Start of Input for this task

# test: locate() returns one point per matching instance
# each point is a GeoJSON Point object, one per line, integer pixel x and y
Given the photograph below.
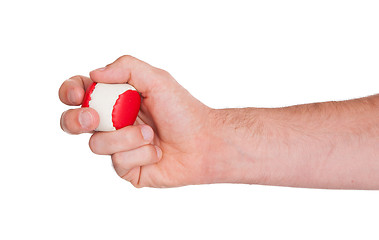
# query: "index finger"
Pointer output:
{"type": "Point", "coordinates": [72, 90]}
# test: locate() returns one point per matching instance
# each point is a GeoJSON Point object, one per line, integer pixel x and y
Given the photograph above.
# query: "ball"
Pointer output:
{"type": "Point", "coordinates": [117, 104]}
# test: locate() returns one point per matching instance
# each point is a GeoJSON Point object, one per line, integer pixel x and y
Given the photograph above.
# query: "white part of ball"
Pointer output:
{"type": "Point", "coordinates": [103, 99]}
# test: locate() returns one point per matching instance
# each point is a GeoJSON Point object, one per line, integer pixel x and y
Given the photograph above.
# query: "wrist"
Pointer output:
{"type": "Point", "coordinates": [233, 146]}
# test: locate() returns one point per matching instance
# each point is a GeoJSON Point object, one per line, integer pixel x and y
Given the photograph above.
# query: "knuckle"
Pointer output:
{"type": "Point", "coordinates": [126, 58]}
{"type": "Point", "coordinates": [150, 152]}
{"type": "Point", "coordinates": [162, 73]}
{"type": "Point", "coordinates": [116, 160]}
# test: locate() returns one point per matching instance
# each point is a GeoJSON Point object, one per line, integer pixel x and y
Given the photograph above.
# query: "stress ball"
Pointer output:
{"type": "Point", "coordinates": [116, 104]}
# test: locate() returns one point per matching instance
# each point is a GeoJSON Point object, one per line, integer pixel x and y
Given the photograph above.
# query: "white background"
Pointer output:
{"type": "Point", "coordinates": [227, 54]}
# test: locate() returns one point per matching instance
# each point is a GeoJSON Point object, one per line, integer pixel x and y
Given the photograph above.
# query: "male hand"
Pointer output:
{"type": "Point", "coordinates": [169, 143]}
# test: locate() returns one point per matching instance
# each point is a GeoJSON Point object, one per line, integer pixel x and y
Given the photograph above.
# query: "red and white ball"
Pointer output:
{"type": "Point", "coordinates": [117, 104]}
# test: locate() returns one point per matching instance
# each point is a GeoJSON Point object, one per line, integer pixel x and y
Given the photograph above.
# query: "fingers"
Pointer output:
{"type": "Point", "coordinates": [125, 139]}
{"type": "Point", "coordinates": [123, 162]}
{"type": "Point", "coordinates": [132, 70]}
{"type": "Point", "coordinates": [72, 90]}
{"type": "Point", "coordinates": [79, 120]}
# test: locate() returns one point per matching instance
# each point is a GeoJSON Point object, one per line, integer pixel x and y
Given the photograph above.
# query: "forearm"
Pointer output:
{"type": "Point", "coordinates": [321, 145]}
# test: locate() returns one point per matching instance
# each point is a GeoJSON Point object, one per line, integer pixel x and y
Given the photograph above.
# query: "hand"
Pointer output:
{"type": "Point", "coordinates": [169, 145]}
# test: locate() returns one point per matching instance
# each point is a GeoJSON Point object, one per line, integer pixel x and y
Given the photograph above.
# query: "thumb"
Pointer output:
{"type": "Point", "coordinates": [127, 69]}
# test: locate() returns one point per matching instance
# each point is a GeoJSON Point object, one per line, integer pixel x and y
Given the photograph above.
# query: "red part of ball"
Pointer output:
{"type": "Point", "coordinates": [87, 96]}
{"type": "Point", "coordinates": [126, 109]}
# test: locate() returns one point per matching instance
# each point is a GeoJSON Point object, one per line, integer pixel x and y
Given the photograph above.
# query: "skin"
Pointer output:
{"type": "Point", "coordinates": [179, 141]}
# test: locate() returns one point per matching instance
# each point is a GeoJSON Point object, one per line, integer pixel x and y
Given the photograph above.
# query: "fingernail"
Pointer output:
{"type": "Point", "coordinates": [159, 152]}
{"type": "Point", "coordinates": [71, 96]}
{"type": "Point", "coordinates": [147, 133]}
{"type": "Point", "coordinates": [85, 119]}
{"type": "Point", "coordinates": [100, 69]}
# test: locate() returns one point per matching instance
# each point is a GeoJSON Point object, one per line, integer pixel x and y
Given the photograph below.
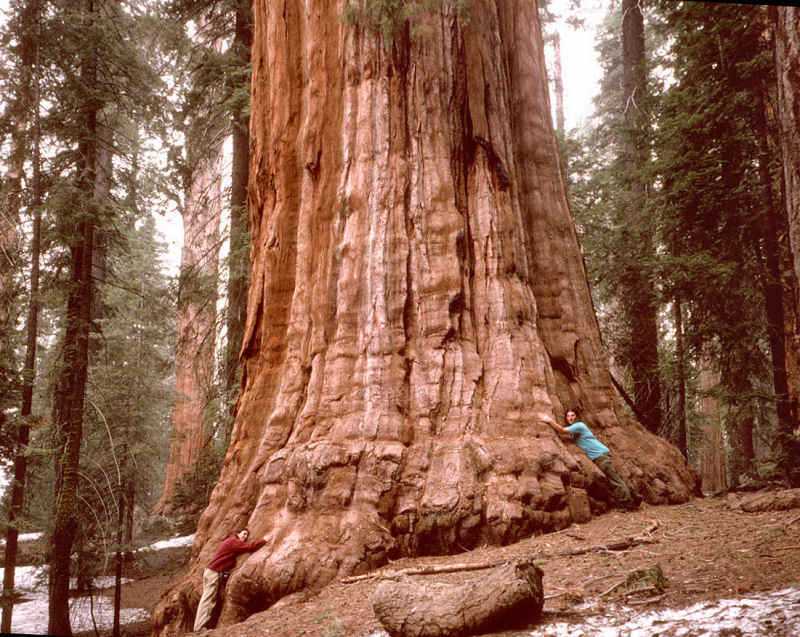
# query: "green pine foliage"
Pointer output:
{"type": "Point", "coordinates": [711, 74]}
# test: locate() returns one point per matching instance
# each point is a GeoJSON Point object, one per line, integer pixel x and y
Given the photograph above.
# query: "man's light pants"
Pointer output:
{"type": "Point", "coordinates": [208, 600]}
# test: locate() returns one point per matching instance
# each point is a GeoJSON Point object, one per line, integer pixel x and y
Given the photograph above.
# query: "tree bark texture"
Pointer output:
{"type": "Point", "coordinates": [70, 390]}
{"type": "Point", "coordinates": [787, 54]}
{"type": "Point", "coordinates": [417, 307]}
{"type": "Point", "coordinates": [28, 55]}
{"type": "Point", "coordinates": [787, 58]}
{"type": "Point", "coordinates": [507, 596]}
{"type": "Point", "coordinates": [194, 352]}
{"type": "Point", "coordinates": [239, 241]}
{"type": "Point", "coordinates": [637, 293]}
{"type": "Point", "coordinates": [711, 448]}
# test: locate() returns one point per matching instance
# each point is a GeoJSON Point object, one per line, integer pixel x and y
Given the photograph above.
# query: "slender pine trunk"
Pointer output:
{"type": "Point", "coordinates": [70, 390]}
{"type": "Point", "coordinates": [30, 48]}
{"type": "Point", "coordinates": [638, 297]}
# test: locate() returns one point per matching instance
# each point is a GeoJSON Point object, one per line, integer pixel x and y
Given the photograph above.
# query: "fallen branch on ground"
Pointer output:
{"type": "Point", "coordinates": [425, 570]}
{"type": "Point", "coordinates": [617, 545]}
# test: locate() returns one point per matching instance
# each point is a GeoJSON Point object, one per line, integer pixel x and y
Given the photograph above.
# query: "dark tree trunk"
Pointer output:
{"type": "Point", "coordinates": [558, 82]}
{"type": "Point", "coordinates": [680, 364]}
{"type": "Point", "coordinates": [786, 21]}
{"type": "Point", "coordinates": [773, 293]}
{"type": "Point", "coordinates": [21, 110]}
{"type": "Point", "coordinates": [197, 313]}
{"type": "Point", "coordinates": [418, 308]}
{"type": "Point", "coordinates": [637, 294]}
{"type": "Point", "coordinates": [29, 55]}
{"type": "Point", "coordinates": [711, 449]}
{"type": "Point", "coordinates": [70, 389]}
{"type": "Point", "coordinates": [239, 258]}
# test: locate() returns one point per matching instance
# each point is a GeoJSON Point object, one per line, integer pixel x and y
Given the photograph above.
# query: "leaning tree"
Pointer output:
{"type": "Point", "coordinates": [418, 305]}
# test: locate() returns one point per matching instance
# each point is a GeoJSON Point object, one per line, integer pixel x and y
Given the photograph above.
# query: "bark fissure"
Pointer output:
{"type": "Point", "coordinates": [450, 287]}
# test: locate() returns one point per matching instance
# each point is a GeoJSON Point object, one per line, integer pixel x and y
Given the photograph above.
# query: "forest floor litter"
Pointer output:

End of Input for this task

- [Directions]: Output the entries above verbatim, leaving out images.

- [Task result]:
# test: locate() returns one point per matching instance
# each point is a GeoJSON Point object, one per line, integer pixel x and y
Given the photograph below.
# query: "index finger"
Pointer output:
{"type": "Point", "coordinates": [72, 90]}
# test: locate() returns one point per matching instance
# each point is a GeoJSON Point object, one per line, integer pixel x and y
Given the photograph above.
# query: "ball"
Pointer output:
{"type": "Point", "coordinates": [117, 104]}
# test: locate() returns one point per matching instance
# each point is a GeoJSON Point object, one per line, integer pixel x and y
Given the photograph above.
# query: "white part of ball"
Pointer output:
{"type": "Point", "coordinates": [103, 99]}
# test: locate() returns one point per matching instance
# each point is a GeoJSON Point object, one per line, integer pixel x and y
Given the photograph above.
# query: "wrist"
Pointer output:
{"type": "Point", "coordinates": [233, 146]}
# test: locate() returns one point per matching instance
# each point is a GeoJSON Point object, one per line, integer pixel x and y
Given the photograph above.
# query: "knuckle"
Pointer output:
{"type": "Point", "coordinates": [126, 58]}
{"type": "Point", "coordinates": [150, 152]}
{"type": "Point", "coordinates": [162, 73]}
{"type": "Point", "coordinates": [116, 160]}
# test: locate() returns one point per matching instance
# each point is a GeoJSON Point object, one per line, integer pixel x and y
Given the photograph above.
# query: "stress ball"
Pointer output:
{"type": "Point", "coordinates": [116, 104]}
# test: locate() returns one point per matching instance
# each point is a GeoJSON Point object, one per line, integer pixel x and y
Given the photograph above.
# query: "white background"
Pointer output:
{"type": "Point", "coordinates": [227, 54]}
# test: locate() returns one point per matching instance
# each point is a GeoJSON Point object, one per line, integer pixel x and y
Given the photograph above.
# query: "male hand"
Pointer output:
{"type": "Point", "coordinates": [169, 143]}
# test: locate() returns one point per matching instance
# each point is a GeoJSON Point object, one per line, integer pixel x and y
Given the photograph above.
# query: "red and white ball"
Pointer output:
{"type": "Point", "coordinates": [117, 104]}
# test: locate() returns one point per matching instance
# each point is a GeoJSON Point object, one per line, integer pixel x and y
Given the photograph above.
# query: "fingers"
Pointer output:
{"type": "Point", "coordinates": [125, 139]}
{"type": "Point", "coordinates": [123, 162]}
{"type": "Point", "coordinates": [132, 70]}
{"type": "Point", "coordinates": [72, 90]}
{"type": "Point", "coordinates": [79, 120]}
# test: locate() returns one point per matching instance
# each point is a GeoJSON Point object, one per line, integer pixel x and y
Given the photograph above.
# query: "forearm"
Pointer output:
{"type": "Point", "coordinates": [321, 145]}
# test: locate() returns one point per matching instance
# each point is a GeoJSON Point object, one per line, integer pixel x and y
Given the photograph above.
# query: "hand"
Pointer output:
{"type": "Point", "coordinates": [169, 145]}
# test: locate() returns one point per matching instance
# each point is a GeoJSON Point object, one per line, integer pixel x and y
Given the photograph above.
# query: "thumb"
Pointer output:
{"type": "Point", "coordinates": [127, 69]}
# test: locate() returns one point per matching instance
# each point is a GeoJSON Point object, one per line, integer pixel x and y
Given the photograph above.
# query: "red part of ball"
Pointer output:
{"type": "Point", "coordinates": [87, 96]}
{"type": "Point", "coordinates": [126, 109]}
# test: locate() returns one point per matching instance
# each point is a GeoJSON Point object, one per line, integer pixel x and y
Given the photograph above.
# query: "skin"
Pointer output:
{"type": "Point", "coordinates": [179, 141]}
# test: locate() returns one point per matching instance
# each point is a GeoJSON Point object, one per line, integer pixel x and y
Given the photograph above.
# query: "fingernail"
Pointer output:
{"type": "Point", "coordinates": [159, 152]}
{"type": "Point", "coordinates": [71, 96]}
{"type": "Point", "coordinates": [147, 133]}
{"type": "Point", "coordinates": [85, 119]}
{"type": "Point", "coordinates": [100, 69]}
# test: locate() returns one point per matching instance
# each point is a GeoJSON Point object, one per line, integer pixel x and y
Given the photograph below.
# query: "green pine foliage"
Pointer output:
{"type": "Point", "coordinates": [711, 74]}
# test: locate() returns one point per matching instance
# each point is a GeoJSON Point object, one per line, integer pixel x and y
Given the photograph above.
# query: "man's light pants"
Pointer output:
{"type": "Point", "coordinates": [208, 600]}
# test: locate() returns one point per matching instance
# each point is a GeoJSON Point object, one per line, integer pixel x and y
Given the photograph above.
# query: "tree bark texture"
Pointer output:
{"type": "Point", "coordinates": [70, 390]}
{"type": "Point", "coordinates": [787, 54]}
{"type": "Point", "coordinates": [417, 307]}
{"type": "Point", "coordinates": [28, 55]}
{"type": "Point", "coordinates": [787, 58]}
{"type": "Point", "coordinates": [507, 596]}
{"type": "Point", "coordinates": [194, 352]}
{"type": "Point", "coordinates": [239, 241]}
{"type": "Point", "coordinates": [637, 293]}
{"type": "Point", "coordinates": [711, 448]}
# test: locate() returns one point per matching instance
# each point is a GeoJSON Point object, one per line, integer pixel x and y
Given the photograph above.
# query: "slender pine trunk"
Pointer output:
{"type": "Point", "coordinates": [70, 390]}
{"type": "Point", "coordinates": [30, 48]}
{"type": "Point", "coordinates": [638, 297]}
# test: locate() returns one point per matching instance
# each point is a GeoJSON Point object, one per line, integer pixel x and y
Given the photograph above.
# query: "fallen branch on ground"
Pointer output:
{"type": "Point", "coordinates": [425, 570]}
{"type": "Point", "coordinates": [617, 545]}
# test: locate() returns one point per matching instance
# each point is a GeoJSON Point object, one per line, integer pixel x and y
Given the photograph above.
# query: "dark tree trunk"
Pointer output:
{"type": "Point", "coordinates": [558, 82]}
{"type": "Point", "coordinates": [680, 364]}
{"type": "Point", "coordinates": [786, 21]}
{"type": "Point", "coordinates": [773, 293]}
{"type": "Point", "coordinates": [21, 110]}
{"type": "Point", "coordinates": [197, 313]}
{"type": "Point", "coordinates": [418, 308]}
{"type": "Point", "coordinates": [637, 294]}
{"type": "Point", "coordinates": [29, 55]}
{"type": "Point", "coordinates": [711, 449]}
{"type": "Point", "coordinates": [70, 389]}
{"type": "Point", "coordinates": [239, 258]}
# test: locate() returns one point per matching instance
# each point is a GeoJSON Point object, one per line, integer pixel x and y
Given the photograph above.
# query: "leaning tree"
Pointer output:
{"type": "Point", "coordinates": [418, 305]}
# test: locate() returns one point per matching instance
# each point is a GeoJSON Point object, one per line, integer pixel x and y
Given the photograph above.
# query: "bark fissure"
Pointer output:
{"type": "Point", "coordinates": [450, 287]}
# test: locate() returns one point per matching instance
# each point is a GeoJSON Point object, one per line, integer pixel x and y
Given the photograph above.
# query: "forest floor litter"
Pointer output:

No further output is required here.